EXERCICE:
Recopiez intégralement l'extrait ci-dessous sur la France China Foundation, sans en modifier un seul mot.

On comprend donc l’importance que revêt un instrument de lobbying comme la France China Foundation pour cette société, et pourquoi Alain Mérieux s’y est fortement impliqué dès sa création.

La France China Foundation, entre lobbying économique et marigot politique

Le Conseil Stratégique de la France China Foundation, qui définit les grandes orientations que doit prendre cette institution comprend quelques-uns des PDG des plus grands groupes français comme L’Oréal, Accor, AXA, ENGIE ou VIVENDI, tous fortement implantés en Chine, ainsi que la Banque Lazard qui dispose d’une forme de présence double au travers de son président Bruno ROGER et de la présidente du directoire d’EURAZEO : Virginie MORGON. EURAZEO ayant été la société d’investissement de Michel-David WEILL, ancien Chairman de Lazard LLC.

ENREGISTREMENTS:

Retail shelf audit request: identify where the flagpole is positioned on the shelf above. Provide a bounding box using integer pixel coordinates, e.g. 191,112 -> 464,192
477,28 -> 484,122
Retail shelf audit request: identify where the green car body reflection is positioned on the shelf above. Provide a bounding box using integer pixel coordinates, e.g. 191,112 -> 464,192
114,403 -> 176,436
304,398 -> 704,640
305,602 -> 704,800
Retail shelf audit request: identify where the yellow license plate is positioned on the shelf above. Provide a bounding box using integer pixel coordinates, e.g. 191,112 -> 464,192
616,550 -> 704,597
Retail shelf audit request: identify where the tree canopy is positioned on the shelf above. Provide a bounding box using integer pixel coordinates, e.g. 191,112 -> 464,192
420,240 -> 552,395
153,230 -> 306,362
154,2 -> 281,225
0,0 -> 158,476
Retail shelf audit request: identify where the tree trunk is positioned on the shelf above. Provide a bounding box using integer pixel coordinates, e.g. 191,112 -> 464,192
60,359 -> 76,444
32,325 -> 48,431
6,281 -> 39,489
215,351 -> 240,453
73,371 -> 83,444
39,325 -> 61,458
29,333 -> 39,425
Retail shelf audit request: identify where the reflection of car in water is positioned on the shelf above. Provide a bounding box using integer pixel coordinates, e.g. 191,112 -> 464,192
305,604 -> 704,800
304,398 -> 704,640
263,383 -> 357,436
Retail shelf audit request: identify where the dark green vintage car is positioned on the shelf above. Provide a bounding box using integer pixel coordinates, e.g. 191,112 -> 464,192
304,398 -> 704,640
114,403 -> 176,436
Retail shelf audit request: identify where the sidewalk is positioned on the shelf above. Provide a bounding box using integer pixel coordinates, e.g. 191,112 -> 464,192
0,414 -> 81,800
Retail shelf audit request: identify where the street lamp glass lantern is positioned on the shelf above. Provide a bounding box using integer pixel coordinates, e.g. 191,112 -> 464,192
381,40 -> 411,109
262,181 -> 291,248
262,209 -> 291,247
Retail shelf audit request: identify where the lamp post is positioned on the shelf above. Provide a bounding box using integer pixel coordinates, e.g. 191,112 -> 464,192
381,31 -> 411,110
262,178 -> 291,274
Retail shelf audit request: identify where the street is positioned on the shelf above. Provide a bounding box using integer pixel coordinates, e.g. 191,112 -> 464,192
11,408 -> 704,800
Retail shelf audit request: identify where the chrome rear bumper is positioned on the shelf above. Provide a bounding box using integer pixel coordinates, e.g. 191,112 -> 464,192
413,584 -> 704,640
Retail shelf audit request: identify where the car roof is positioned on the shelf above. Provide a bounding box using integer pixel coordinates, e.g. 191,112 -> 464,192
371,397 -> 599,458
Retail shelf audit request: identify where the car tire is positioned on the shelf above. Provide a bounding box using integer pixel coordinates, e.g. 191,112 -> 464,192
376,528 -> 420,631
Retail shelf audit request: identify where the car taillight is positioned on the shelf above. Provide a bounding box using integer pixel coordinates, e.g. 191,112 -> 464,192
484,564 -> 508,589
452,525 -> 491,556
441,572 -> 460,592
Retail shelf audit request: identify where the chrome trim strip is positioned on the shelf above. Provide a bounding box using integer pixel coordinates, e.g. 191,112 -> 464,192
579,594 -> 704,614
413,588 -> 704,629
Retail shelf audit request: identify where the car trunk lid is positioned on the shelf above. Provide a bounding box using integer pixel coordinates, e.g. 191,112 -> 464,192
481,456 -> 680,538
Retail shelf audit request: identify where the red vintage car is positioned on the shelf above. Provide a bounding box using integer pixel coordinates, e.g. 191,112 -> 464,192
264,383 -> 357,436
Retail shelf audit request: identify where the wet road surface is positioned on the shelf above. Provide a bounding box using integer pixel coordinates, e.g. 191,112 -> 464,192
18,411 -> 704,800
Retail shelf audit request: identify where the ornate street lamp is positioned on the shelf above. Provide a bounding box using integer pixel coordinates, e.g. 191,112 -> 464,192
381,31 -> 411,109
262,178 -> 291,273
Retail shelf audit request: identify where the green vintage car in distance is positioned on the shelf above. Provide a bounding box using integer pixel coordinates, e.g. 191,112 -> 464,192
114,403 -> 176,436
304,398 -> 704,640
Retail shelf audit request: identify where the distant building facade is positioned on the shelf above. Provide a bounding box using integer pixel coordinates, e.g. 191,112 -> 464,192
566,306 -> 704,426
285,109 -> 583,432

CORRIGÉ:
On comprend donc l’importance que revêt un instrument de lobbying comme la France China Foundation pour cette société, et pourquoi Alain Mérieux s’y est fortement impliqué dès sa création.

La France China Foundation, entre lobbying économique et marigot politique

Le Conseil Stratégique de la France China Foundation, qui définit les grandes orientations que doit prendre cette institution comprend quelques-uns des PDG des plus grands groupes français comme L’Oréal, Accor, AXA, ENGIE ou VIVENDI, tous fortement implantés en Chine, ainsi que la Banque Lazard qui dispose d’une forme de présence double au travers de son président Bruno ROGER et de la présidente du directoire d’EURAZEO : Virginie MORGON. EURAZEO ayant été la société d’investissement de Michel-David WEILL, ancien Chairman de Lazard LLC.